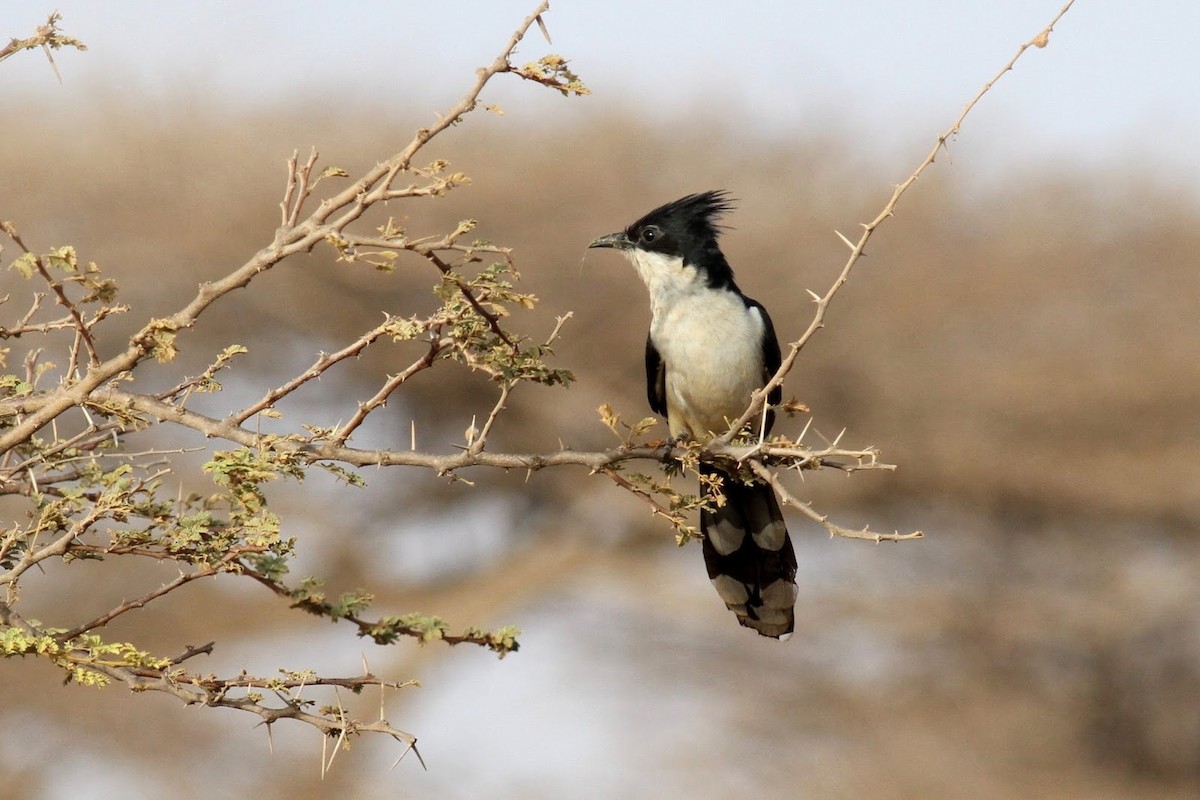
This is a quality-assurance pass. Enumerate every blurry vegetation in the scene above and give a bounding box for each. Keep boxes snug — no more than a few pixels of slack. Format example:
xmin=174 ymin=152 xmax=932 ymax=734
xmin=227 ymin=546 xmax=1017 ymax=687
xmin=0 ymin=3 xmax=1200 ymax=798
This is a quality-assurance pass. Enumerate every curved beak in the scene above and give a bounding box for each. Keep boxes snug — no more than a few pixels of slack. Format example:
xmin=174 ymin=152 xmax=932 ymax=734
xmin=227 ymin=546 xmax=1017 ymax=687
xmin=588 ymin=230 xmax=634 ymax=249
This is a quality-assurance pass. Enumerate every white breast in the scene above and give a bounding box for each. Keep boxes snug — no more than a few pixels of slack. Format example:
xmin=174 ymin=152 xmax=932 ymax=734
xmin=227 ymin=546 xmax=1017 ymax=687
xmin=631 ymin=251 xmax=766 ymax=439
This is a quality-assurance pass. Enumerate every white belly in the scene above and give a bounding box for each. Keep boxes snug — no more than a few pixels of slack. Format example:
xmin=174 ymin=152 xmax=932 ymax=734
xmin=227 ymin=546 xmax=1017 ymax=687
xmin=650 ymin=291 xmax=764 ymax=439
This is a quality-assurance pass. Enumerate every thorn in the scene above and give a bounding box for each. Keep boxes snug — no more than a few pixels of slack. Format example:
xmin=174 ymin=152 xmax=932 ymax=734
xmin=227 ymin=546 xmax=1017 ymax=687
xmin=534 ymin=14 xmax=553 ymax=44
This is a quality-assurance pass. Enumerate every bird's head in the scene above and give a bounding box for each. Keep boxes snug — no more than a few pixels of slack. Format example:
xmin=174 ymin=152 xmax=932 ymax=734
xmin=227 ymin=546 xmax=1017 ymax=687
xmin=588 ymin=191 xmax=733 ymax=287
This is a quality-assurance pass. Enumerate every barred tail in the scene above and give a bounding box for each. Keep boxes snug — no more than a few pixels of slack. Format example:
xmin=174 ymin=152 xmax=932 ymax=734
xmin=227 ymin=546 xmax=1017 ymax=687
xmin=700 ymin=465 xmax=797 ymax=639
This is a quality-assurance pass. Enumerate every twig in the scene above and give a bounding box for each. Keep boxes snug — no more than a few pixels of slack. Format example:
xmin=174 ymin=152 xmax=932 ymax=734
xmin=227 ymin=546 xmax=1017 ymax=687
xmin=749 ymin=459 xmax=925 ymax=543
xmin=718 ymin=0 xmax=1075 ymax=444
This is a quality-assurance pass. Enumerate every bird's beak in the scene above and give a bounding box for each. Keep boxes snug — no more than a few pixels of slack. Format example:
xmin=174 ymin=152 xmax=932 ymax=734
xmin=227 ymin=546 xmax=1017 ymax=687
xmin=588 ymin=230 xmax=634 ymax=249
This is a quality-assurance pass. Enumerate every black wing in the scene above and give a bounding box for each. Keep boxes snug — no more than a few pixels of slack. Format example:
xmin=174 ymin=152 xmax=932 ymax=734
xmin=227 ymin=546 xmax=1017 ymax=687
xmin=746 ymin=297 xmax=784 ymax=433
xmin=646 ymin=335 xmax=672 ymax=416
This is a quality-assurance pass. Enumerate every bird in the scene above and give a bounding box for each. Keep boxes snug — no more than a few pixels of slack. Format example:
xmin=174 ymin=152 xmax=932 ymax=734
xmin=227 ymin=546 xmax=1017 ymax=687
xmin=588 ymin=190 xmax=798 ymax=640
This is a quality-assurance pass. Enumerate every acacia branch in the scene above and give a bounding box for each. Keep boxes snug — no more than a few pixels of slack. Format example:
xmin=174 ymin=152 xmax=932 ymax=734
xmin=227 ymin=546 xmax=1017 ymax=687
xmin=719 ymin=0 xmax=1075 ymax=443
xmin=0 ymin=1 xmax=550 ymax=453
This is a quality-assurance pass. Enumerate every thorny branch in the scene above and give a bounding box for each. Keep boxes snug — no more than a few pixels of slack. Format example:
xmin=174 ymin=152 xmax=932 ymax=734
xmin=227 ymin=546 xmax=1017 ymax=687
xmin=721 ymin=0 xmax=1075 ymax=441
xmin=0 ymin=0 xmax=1074 ymax=768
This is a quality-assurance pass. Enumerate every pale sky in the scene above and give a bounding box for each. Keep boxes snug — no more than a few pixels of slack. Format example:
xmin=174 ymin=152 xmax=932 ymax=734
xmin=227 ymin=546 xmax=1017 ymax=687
xmin=7 ymin=0 xmax=1200 ymax=184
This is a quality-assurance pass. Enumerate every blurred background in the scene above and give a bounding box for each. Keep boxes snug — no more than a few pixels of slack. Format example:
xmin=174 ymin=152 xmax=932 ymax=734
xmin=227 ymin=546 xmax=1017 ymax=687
xmin=0 ymin=0 xmax=1200 ymax=800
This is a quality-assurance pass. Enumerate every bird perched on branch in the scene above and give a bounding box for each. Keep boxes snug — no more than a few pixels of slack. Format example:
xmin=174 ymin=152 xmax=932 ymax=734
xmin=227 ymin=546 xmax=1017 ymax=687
xmin=588 ymin=192 xmax=797 ymax=639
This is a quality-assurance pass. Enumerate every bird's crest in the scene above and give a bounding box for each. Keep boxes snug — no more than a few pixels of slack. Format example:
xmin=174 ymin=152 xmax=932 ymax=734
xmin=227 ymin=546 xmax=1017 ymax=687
xmin=626 ymin=190 xmax=733 ymax=242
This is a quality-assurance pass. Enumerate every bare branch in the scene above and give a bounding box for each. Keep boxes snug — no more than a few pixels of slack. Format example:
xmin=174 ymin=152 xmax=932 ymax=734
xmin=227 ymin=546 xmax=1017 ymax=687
xmin=719 ymin=0 xmax=1075 ymax=443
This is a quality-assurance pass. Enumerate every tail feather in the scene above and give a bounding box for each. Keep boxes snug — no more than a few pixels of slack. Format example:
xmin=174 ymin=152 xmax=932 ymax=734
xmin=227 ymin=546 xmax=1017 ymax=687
xmin=700 ymin=465 xmax=797 ymax=639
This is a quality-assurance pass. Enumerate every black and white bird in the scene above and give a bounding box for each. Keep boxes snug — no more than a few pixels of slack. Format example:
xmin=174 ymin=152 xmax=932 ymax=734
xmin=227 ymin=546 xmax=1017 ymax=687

************

» **WRITTEN TASK**
Can you copy all the rows above word for word, leaving the pictures out?

» **OUTPUT**
This is a quality-assurance pass. Enumerate every blurry vegetation in the scene above and give a bounding box for each. Keep boxes snug — no more than a few pixels of slack. Format example:
xmin=174 ymin=152 xmax=932 ymax=734
xmin=227 ymin=546 xmax=1017 ymax=687
xmin=0 ymin=3 xmax=1200 ymax=798
This is a quality-assurance pass. Enumerate every curved beak in the scene above and give a bounding box for each. Keep boxes snug — no more than a few pixels of slack. Format example:
xmin=174 ymin=152 xmax=932 ymax=734
xmin=227 ymin=546 xmax=1017 ymax=687
xmin=588 ymin=230 xmax=634 ymax=249
This is a quality-assurance pass. Enumerate every white breast in the scene above and give a bounding box for each. Keep boxes snug — no more than a few pixels of slack. Format example:
xmin=174 ymin=152 xmax=932 ymax=734
xmin=227 ymin=546 xmax=1017 ymax=687
xmin=631 ymin=251 xmax=766 ymax=439
This is a quality-assurance pass. Enumerate every white belly in the scene above and give a bounding box for each. Keep boxes snug — no more than a few pixels of slack. Format example:
xmin=174 ymin=152 xmax=932 ymax=734
xmin=227 ymin=546 xmax=1017 ymax=687
xmin=650 ymin=291 xmax=764 ymax=439
This is a quality-assurance pass. Enumerate every thorn in the scene above and give a bounding box for each. Keep boxes snug — no more than a few pixels of slack. Format example:
xmin=174 ymin=152 xmax=932 ymax=734
xmin=227 ymin=546 xmax=1017 ymax=687
xmin=534 ymin=14 xmax=553 ymax=44
This is a quality-assurance pass. Enumerate every bird's head in the scene above and give a bounding box for each. Keep boxes snug — no more than a few pixels of slack. Format example:
xmin=174 ymin=152 xmax=932 ymax=734
xmin=227 ymin=546 xmax=1017 ymax=687
xmin=588 ymin=191 xmax=733 ymax=287
This is a quality-assurance pass. Enumerate every barred tail in the scene above and give a bounding box for each. Keep boxes snug — no more than a few pixels of slack. Format example:
xmin=174 ymin=152 xmax=932 ymax=734
xmin=227 ymin=546 xmax=1017 ymax=687
xmin=700 ymin=465 xmax=797 ymax=639
This is a quality-assurance pass. Enumerate every twig in the scene above and give a bounding box for each. Keep boxes snug — no more than a few pixels of slack. Format example:
xmin=174 ymin=152 xmax=932 ymax=734
xmin=227 ymin=546 xmax=1017 ymax=687
xmin=749 ymin=459 xmax=925 ymax=543
xmin=718 ymin=0 xmax=1075 ymax=444
This is a quality-assurance pass. Enumerate every bird's beak in the scene above and give a bounding box for each. Keep boxes snug — no more than a few pixels of slack. Format example:
xmin=174 ymin=152 xmax=932 ymax=734
xmin=227 ymin=546 xmax=1017 ymax=687
xmin=588 ymin=230 xmax=634 ymax=249
This is a quality-assurance pass. Enumerate every black wing in the scene above and give a bounding box for each. Keep boxes snug — no more than a few pixels of slack. Format example:
xmin=174 ymin=152 xmax=932 ymax=734
xmin=227 ymin=546 xmax=1017 ymax=687
xmin=746 ymin=297 xmax=784 ymax=433
xmin=646 ymin=335 xmax=672 ymax=416
This is a quality-assurance pass. Enumerate every bird in the scene above and give a bounding box for each. Keep boxes snug — no more than a few pixels of slack. Format example:
xmin=174 ymin=152 xmax=932 ymax=734
xmin=227 ymin=546 xmax=1017 ymax=687
xmin=588 ymin=190 xmax=798 ymax=640
This is a quality-assurance pass. Enumerate every acacia branch in the scene above and give a bounding box for each. Keep boxes snug — no more than a few pixels of slack. Format example:
xmin=174 ymin=152 xmax=932 ymax=734
xmin=227 ymin=546 xmax=1017 ymax=687
xmin=719 ymin=0 xmax=1075 ymax=443
xmin=0 ymin=1 xmax=550 ymax=453
This is a quality-assurance pass. Enumerate every thorny branch in the scene above and give a bounding box for each. Keep boxes snug — no more than a few pixels of slack. Format example:
xmin=174 ymin=152 xmax=932 ymax=734
xmin=227 ymin=546 xmax=1017 ymax=687
xmin=721 ymin=0 xmax=1075 ymax=441
xmin=0 ymin=0 xmax=1074 ymax=768
This is a quality-assurance pass. Enumerate every pale sky in the scene above and give a bounding box for each. Keep boxes snug — no more than a few pixels of slack. Format example:
xmin=174 ymin=152 xmax=932 ymax=734
xmin=227 ymin=546 xmax=1017 ymax=687
xmin=7 ymin=0 xmax=1200 ymax=184
This is a quality-assurance pass. Enumerate every blurred background in the scene above and give a bounding box for each. Keep boxes snug — no more than a few pixels of slack. Format example:
xmin=174 ymin=152 xmax=932 ymax=734
xmin=227 ymin=546 xmax=1017 ymax=687
xmin=0 ymin=0 xmax=1200 ymax=800
This is a quality-assurance pass. Enumerate every bird perched on branch in the scene above and give a bounding box for each. Keep boxes snug — no more than a few pixels of slack. Format example:
xmin=174 ymin=152 xmax=932 ymax=734
xmin=227 ymin=546 xmax=1017 ymax=687
xmin=588 ymin=192 xmax=797 ymax=639
This is a quality-assurance pass. Enumerate every bird's crest in the scene above and give a bounding box for each. Keep boxes snug — no more than a few pixels of slack. Format example:
xmin=174 ymin=152 xmax=932 ymax=734
xmin=227 ymin=546 xmax=1017 ymax=687
xmin=626 ymin=190 xmax=733 ymax=242
This is a quality-assurance pass. Enumerate every bare branch in the scene above and give a bounding box for each. Keep boxes snug — no more than a few pixels of slack. Format example:
xmin=174 ymin=152 xmax=932 ymax=734
xmin=227 ymin=546 xmax=1017 ymax=687
xmin=719 ymin=0 xmax=1075 ymax=443
This is a quality-assurance pass. Enumerate every tail feather in the scene above and give a bounding box for each. Keep boxes snug — no more than a few pixels of slack. Format example:
xmin=174 ymin=152 xmax=932 ymax=734
xmin=227 ymin=546 xmax=1017 ymax=687
xmin=700 ymin=465 xmax=797 ymax=639
This is a quality-assurance pass. Enumerate every black and white bird in the scene above and give a bounding box for each. Keep boxes snug — no more than a few pixels of slack. Format example:
xmin=174 ymin=152 xmax=932 ymax=734
xmin=227 ymin=546 xmax=1017 ymax=687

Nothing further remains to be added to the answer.